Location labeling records
□ □ □ □ □ □ □

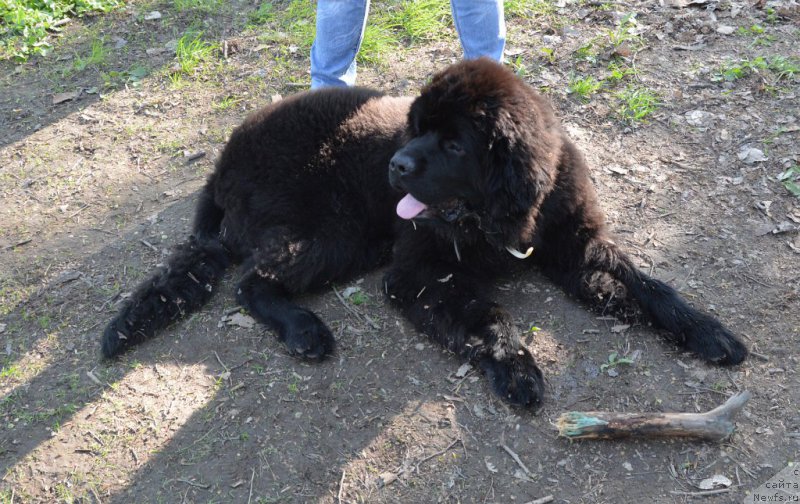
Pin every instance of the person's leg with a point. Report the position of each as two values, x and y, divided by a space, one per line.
481 27
340 28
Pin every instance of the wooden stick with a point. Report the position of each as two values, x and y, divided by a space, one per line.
714 425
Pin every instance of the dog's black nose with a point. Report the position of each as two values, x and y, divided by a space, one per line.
402 165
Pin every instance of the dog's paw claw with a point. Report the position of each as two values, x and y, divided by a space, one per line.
114 339
516 379
713 343
308 337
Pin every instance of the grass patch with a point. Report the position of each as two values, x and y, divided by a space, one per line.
226 103
263 15
96 57
379 41
205 6
26 25
584 87
636 103
422 20
192 51
781 68
131 77
298 21
791 180
528 9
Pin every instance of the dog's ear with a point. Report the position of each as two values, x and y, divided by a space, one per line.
520 169
510 191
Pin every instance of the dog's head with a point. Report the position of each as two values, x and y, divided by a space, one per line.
482 143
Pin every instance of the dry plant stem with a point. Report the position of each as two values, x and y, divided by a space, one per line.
714 425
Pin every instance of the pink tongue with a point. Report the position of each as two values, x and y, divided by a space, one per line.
409 207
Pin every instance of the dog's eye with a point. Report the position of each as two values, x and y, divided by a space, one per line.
454 147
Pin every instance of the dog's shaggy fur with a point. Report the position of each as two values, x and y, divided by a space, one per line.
301 197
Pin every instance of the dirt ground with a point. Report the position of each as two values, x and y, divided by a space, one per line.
98 183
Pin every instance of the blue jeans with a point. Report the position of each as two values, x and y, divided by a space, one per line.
340 29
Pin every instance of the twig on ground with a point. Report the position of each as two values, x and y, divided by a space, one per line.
518 461
192 483
252 477
341 488
714 425
440 452
148 245
701 493
542 500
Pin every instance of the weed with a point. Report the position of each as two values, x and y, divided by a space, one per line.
587 52
96 57
618 72
625 32
584 87
263 15
772 15
519 66
10 371
750 31
131 77
192 50
782 67
614 360
225 103
422 20
359 298
26 25
549 54
206 6
636 103
791 180
785 67
297 21
379 40
528 9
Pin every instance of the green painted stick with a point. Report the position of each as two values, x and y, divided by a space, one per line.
714 425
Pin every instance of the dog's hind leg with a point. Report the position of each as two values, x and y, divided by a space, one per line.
607 278
303 333
186 283
288 264
449 305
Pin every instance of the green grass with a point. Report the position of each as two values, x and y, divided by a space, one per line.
379 41
26 26
619 72
205 6
422 20
528 9
298 21
584 87
781 68
791 180
263 15
96 57
636 103
130 77
192 51
225 103
625 32
10 371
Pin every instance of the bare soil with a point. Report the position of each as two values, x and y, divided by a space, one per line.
96 189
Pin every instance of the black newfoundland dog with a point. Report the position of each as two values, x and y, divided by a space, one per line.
484 181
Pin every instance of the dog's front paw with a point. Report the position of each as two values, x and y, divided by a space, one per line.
515 378
714 343
305 335
116 337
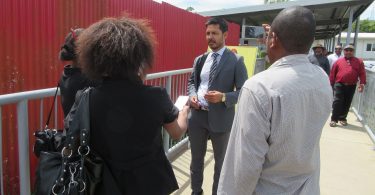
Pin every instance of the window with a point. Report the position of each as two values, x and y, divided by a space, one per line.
370 47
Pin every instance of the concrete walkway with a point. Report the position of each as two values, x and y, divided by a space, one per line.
347 162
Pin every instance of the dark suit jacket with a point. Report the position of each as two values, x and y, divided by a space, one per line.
230 76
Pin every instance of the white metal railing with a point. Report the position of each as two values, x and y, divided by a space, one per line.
363 105
174 81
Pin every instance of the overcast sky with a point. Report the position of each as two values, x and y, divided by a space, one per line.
207 5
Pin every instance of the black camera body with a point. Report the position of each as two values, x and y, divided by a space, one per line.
48 140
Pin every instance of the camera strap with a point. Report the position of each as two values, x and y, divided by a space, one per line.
53 103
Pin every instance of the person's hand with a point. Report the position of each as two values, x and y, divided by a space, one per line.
361 87
213 96
194 102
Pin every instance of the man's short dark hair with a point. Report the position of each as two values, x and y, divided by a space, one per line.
220 21
295 27
118 48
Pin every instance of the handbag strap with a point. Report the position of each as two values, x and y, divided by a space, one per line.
53 103
79 124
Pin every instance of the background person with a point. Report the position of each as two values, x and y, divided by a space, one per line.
126 115
335 56
344 77
72 79
213 89
318 58
274 143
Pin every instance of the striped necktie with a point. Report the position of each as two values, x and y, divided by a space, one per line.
213 68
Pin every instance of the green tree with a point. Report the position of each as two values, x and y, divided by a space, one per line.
367 26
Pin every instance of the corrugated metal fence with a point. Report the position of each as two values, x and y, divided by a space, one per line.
31 34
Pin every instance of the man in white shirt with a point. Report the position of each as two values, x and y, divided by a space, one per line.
335 56
274 142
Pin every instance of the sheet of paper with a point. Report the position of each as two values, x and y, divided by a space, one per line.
181 101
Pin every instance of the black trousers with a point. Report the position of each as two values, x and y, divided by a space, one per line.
343 96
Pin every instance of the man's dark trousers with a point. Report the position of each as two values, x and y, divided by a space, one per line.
343 96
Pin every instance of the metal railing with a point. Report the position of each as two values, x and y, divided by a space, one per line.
363 104
174 81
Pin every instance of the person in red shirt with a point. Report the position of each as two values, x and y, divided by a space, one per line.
344 77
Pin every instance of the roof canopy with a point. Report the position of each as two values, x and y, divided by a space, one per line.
329 14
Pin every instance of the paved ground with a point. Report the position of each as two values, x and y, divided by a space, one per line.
347 163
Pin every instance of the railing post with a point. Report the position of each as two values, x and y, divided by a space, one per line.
23 147
165 134
1 155
359 102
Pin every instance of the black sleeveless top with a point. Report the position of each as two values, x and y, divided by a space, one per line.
126 121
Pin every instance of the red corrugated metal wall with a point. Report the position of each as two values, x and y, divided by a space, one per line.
32 31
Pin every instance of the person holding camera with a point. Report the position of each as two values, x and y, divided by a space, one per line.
126 116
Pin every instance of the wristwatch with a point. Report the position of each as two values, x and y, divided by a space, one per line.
223 98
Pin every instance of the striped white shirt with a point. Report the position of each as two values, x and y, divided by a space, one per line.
274 143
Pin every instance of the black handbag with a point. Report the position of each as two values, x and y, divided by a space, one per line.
48 139
76 169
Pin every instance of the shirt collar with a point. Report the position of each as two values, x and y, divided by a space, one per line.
220 52
295 59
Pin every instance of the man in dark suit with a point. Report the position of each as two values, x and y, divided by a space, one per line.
213 89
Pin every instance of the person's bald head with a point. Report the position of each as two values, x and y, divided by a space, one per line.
295 28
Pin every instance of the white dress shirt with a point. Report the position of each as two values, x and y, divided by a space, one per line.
205 74
274 143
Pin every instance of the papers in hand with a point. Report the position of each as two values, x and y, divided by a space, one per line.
181 102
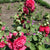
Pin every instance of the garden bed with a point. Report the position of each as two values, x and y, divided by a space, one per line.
6 14
27 29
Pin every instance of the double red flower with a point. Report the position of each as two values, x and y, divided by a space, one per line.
44 28
29 5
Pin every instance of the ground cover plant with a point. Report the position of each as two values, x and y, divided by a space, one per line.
43 3
26 35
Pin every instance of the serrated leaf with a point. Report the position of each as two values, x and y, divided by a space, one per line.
35 38
47 39
29 38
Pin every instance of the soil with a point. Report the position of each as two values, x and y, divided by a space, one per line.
5 15
48 1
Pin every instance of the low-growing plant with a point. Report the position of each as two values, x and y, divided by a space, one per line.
26 35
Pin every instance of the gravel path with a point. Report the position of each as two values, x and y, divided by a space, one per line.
48 1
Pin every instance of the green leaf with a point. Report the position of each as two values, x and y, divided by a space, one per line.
47 39
29 38
35 38
30 45
27 25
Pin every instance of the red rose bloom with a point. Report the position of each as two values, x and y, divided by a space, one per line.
41 28
47 29
29 3
22 21
10 44
18 43
32 9
46 35
25 9
2 44
23 48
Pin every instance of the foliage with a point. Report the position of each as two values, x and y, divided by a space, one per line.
43 3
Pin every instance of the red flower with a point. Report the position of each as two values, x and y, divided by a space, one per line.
3 28
2 44
32 9
10 44
29 3
18 43
47 29
22 21
25 9
41 28
15 33
23 48
46 35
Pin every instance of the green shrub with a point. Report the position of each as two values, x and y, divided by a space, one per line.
43 3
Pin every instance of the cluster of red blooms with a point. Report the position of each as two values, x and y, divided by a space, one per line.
17 44
45 29
29 5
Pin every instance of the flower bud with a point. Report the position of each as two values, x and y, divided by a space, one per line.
19 28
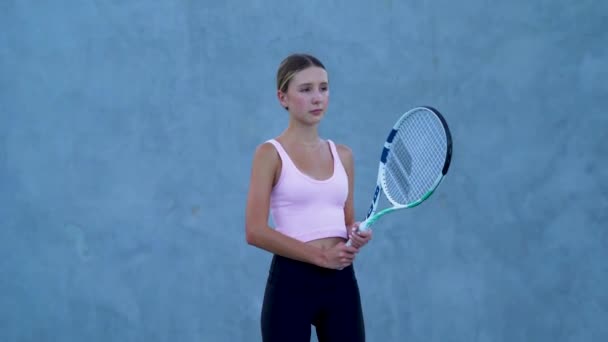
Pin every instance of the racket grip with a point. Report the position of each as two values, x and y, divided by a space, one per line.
363 226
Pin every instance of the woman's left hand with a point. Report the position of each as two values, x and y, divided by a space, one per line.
359 239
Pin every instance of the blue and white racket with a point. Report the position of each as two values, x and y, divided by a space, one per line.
415 159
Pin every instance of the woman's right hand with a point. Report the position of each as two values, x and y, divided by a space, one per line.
340 256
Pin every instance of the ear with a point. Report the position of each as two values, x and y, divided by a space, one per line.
282 98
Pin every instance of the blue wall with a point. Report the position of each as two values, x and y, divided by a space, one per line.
127 130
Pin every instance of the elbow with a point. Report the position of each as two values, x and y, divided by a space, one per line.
251 236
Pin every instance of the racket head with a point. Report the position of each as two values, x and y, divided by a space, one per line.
416 156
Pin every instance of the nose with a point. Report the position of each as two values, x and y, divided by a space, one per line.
317 97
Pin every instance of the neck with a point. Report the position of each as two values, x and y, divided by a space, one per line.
302 134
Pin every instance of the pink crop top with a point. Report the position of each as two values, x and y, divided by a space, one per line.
305 208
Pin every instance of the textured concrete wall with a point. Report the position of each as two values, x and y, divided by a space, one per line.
127 130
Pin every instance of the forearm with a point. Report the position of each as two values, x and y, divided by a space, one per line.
275 242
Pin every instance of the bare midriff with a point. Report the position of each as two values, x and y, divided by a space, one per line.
326 243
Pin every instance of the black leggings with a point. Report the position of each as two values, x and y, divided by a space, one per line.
299 295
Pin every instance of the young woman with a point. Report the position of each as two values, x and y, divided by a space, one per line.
306 184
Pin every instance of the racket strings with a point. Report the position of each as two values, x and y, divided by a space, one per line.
416 158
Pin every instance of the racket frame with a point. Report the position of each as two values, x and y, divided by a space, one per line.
371 217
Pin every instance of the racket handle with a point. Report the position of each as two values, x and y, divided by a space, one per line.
363 226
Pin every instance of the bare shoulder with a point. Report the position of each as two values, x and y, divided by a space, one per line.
266 161
266 152
346 154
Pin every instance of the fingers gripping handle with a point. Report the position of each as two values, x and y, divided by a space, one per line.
363 226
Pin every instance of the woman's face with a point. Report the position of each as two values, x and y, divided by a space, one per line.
307 95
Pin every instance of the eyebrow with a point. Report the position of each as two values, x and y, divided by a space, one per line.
309 84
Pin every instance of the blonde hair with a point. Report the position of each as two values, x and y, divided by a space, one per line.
292 65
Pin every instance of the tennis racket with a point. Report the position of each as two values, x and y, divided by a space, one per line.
415 159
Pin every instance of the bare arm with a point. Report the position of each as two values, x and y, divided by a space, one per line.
346 156
360 238
258 233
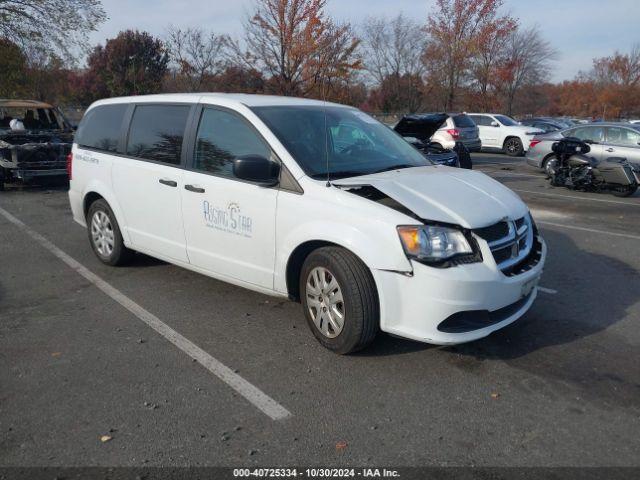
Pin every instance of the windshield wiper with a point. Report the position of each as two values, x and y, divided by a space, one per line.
395 167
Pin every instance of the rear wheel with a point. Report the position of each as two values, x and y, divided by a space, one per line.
339 299
625 191
104 235
513 147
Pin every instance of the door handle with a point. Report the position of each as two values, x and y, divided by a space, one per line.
193 188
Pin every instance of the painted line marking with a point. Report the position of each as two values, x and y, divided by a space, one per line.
250 392
591 230
577 198
550 291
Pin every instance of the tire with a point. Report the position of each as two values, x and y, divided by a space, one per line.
625 191
513 147
104 235
324 270
464 157
547 165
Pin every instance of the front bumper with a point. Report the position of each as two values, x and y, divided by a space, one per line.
416 306
534 158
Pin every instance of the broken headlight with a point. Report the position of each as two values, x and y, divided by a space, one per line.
434 244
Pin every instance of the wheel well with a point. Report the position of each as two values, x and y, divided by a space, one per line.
89 198
546 159
294 265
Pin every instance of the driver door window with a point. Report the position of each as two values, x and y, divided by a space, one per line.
222 137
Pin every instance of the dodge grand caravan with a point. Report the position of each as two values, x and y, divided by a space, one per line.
313 201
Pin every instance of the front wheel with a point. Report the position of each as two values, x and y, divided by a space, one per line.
104 235
340 300
625 191
549 166
513 147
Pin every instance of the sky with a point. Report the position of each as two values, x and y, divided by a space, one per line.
579 29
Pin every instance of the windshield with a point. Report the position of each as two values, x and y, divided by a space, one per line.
506 121
463 121
351 142
31 118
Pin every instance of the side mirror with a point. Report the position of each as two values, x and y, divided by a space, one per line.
257 169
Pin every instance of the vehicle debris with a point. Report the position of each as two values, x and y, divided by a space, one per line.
35 140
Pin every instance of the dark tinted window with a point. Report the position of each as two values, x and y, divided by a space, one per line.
100 127
223 137
481 120
156 132
623 136
593 134
463 121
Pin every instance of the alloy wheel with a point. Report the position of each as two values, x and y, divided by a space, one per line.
325 302
102 233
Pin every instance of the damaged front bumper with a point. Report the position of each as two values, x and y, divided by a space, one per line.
29 160
456 305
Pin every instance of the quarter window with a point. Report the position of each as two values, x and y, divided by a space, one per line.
157 131
623 136
100 127
482 120
222 137
593 134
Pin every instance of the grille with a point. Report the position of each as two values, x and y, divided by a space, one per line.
510 241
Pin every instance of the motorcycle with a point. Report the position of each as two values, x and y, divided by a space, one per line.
574 169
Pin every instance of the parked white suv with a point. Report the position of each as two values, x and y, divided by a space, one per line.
499 132
270 194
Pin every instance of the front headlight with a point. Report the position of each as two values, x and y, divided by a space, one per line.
433 243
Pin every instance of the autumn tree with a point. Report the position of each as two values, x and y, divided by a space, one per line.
297 46
392 51
195 55
489 56
13 71
59 26
454 27
133 63
528 61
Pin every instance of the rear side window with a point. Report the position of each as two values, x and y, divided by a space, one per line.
481 120
157 131
100 127
463 121
222 137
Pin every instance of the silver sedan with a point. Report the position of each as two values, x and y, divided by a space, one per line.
607 139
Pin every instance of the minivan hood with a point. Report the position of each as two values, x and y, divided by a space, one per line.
443 194
421 127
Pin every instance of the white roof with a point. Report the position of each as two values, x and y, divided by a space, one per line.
249 100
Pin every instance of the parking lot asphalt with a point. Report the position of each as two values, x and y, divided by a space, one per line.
560 387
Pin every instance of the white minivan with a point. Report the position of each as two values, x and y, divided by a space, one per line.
307 200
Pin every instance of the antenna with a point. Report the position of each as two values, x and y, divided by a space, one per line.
326 134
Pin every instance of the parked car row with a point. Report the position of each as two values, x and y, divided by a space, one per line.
606 139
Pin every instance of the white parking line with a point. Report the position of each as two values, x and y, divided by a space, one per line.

□ □ □ □ □ □ □

Please retype, exactly as written, every line from the line containing "Pin every instance of the grille" through the last line of the records above, including both of those lines, and nothing else.

Pin every instance of the grille with a point. Report the position of each as two values, x and y, divided by a space, one per line.
510 241
Pin every instance of the motorcycle with a point. Report the position of each as two values, x and y, divided by a space, one per line.
574 169
Pin every instance of the parked white suv with a point. Report the position of each as two values, x and y, divided by a space, one per line.
499 132
270 194
Pin every instance of the front headlight with a point. Report the position of each as two values, x and y, divided by a space, one per line.
433 243
Pin every instance of the autumn tree with a point. Report the position of each as two values, x and y, divided by a space, one per line.
297 46
392 51
195 55
489 56
13 71
59 26
454 27
133 63
528 61
Pin every instance of the rear side window with a point. Report the position of each as two values, x and y, divided by a space, one per line.
481 120
157 131
100 127
463 121
222 137
Pin every instance of the silver sedan with a point. Report the position of each as two values, x and y, divided by a space, one per line.
607 139
Pin every instance of the minivan hood with a point. Report the position of each as two values, x and y, divided by a space, one per line.
443 194
421 127
Pin every instance of the white roof with a point. Report the position of each as two values, x and y, divided by a space, one per line.
249 100
Pin every instance of the parking lot asphalt with a point. Report the position of each as two values, x and y, divided by a space, one per line.
560 387
Pin every instance of the white minivan with a point. Report the position of each as two values, x and y, divided by a space, one per line.
307 200
Pin every instance of the antenna with a point. Report the position of each as two values, x and y, divided by a space, one per line.
326 134
Pin every instance of the parked car row with a point. Report the position of each as two values, x and y, divided by a space, one per line.
606 139
Pin every instance of the white parking line with a point. Report the position of each as two values, x and y, divided by a space, one per line.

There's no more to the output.